»»

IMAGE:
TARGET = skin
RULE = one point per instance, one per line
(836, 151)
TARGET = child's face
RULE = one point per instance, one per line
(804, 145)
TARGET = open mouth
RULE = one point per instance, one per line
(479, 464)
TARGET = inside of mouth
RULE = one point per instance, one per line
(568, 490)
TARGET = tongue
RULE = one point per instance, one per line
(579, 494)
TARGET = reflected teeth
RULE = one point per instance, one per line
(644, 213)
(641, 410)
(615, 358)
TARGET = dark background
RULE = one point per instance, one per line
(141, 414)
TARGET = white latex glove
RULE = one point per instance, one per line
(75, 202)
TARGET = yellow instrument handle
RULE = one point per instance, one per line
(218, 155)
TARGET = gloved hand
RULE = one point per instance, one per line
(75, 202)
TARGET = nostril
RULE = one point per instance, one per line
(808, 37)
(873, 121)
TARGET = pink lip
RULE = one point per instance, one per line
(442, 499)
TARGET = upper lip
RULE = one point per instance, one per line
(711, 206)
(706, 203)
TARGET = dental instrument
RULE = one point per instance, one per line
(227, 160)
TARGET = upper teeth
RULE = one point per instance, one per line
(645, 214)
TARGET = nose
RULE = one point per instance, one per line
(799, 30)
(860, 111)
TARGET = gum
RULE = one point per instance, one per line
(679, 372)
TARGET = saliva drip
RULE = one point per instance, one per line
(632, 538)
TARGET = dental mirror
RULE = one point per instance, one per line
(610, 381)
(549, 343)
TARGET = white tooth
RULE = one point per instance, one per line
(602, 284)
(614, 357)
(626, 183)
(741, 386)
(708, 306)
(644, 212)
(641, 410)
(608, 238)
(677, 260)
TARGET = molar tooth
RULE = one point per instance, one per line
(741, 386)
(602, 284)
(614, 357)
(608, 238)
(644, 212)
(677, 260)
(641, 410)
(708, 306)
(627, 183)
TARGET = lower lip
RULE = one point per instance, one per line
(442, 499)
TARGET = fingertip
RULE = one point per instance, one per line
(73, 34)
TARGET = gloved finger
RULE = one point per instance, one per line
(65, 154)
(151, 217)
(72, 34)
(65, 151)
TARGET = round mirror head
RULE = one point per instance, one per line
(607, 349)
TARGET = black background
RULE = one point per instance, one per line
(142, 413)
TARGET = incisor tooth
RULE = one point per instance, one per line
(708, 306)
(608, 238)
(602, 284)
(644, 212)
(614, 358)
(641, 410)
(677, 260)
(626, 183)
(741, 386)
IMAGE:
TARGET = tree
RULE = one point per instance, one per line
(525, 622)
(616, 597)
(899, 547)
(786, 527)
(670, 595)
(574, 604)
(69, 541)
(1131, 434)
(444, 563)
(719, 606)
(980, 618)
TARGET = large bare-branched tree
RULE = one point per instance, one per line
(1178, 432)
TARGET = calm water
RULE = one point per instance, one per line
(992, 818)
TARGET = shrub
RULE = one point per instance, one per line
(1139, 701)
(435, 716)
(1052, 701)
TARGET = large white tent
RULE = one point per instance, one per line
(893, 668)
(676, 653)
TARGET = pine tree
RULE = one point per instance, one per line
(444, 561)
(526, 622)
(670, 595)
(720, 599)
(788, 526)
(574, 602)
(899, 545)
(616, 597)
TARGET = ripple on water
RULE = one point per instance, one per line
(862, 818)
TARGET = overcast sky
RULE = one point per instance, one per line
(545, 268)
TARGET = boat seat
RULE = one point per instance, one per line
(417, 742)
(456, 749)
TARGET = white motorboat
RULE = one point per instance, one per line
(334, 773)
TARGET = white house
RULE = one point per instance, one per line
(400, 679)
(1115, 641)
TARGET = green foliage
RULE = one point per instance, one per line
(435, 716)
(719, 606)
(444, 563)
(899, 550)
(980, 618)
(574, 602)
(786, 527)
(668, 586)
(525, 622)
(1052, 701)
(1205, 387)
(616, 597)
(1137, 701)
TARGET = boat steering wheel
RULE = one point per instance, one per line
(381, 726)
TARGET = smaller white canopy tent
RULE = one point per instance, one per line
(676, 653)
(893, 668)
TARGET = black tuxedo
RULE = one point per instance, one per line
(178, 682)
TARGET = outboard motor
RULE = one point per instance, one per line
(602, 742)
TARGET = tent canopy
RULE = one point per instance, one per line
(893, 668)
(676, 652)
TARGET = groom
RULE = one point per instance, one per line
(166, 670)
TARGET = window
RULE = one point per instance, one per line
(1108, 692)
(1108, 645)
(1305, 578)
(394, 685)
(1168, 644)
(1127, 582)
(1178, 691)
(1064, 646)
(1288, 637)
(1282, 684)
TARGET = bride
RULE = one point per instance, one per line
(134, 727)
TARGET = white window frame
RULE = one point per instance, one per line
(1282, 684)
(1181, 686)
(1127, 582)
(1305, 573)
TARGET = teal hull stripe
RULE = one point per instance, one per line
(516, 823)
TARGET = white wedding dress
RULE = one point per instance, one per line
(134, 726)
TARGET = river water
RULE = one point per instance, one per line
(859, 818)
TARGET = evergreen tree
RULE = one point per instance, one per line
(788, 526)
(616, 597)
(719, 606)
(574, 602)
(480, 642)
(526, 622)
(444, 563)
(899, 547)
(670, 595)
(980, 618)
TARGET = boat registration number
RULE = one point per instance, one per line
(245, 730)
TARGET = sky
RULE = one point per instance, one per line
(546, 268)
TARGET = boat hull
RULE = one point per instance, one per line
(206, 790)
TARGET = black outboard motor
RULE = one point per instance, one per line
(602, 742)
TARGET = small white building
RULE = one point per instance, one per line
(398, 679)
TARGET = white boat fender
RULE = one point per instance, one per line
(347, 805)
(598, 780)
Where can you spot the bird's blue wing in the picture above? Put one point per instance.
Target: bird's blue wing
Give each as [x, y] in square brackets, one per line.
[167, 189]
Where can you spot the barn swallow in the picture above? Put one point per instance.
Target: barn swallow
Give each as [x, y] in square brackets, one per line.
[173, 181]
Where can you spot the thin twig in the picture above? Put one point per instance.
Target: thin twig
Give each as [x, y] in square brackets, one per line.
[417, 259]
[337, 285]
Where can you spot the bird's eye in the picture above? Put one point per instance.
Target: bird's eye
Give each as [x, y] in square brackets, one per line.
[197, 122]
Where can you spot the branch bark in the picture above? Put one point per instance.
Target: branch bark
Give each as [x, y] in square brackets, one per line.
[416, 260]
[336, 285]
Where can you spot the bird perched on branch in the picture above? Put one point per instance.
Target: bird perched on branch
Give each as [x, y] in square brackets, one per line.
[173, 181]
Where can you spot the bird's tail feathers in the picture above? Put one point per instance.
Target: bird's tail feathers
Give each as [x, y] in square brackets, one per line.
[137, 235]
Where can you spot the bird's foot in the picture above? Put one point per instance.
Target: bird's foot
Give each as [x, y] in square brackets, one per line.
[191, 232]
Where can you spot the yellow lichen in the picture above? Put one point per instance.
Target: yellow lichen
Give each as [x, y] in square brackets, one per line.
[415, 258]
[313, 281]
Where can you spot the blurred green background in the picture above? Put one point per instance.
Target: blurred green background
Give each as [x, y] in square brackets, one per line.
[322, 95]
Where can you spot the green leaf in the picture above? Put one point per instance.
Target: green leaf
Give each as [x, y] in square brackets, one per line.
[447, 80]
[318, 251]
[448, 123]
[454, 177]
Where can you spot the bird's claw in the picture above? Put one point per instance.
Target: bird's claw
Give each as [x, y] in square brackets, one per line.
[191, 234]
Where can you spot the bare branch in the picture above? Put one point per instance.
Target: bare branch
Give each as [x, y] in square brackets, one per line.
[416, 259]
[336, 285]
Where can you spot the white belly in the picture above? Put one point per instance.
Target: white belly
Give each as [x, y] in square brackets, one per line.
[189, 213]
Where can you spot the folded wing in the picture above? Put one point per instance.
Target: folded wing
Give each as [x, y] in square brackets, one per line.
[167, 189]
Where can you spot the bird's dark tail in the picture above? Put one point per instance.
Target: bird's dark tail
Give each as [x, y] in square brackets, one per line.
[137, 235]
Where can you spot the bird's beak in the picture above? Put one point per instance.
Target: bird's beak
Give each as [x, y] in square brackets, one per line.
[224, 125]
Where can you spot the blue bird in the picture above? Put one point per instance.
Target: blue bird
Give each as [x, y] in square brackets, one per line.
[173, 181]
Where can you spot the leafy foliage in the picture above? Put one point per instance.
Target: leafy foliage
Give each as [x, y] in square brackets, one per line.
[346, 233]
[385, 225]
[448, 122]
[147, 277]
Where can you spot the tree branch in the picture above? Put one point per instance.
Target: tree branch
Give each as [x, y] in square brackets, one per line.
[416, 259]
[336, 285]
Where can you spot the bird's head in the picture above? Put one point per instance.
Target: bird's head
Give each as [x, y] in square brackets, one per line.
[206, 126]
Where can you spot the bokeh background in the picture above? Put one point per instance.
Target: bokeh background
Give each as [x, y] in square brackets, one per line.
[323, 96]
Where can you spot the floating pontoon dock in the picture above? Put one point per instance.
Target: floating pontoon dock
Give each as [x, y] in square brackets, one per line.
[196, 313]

««

From the line containing "Where can you spot the tree" down to the final line of the data, write out every line exactly; both the first and last of these belong in your answer, and nothing else does.

Where can you spot the tree branch in the picture above? Put one point per instance.
Target: tree branch
Give each as [x, y] in square brackets, one per line.
[416, 259]
[336, 285]
Where can you spot the bird's head in the picture above? Put one point per instance.
Target: bird's head
Give each as [x, y] in square brackets, one per line.
[206, 126]
Where can you spot the bokeh background in the picture above? Put one point per instance.
Target: bokeh background
Give each as [x, y] in square brackets, one per line.
[323, 96]
Where can you spot the floating pontoon dock in the picture above? Put one point per instance.
Target: floating pontoon dock
Give each as [x, y] in square brackets, one per line.
[196, 313]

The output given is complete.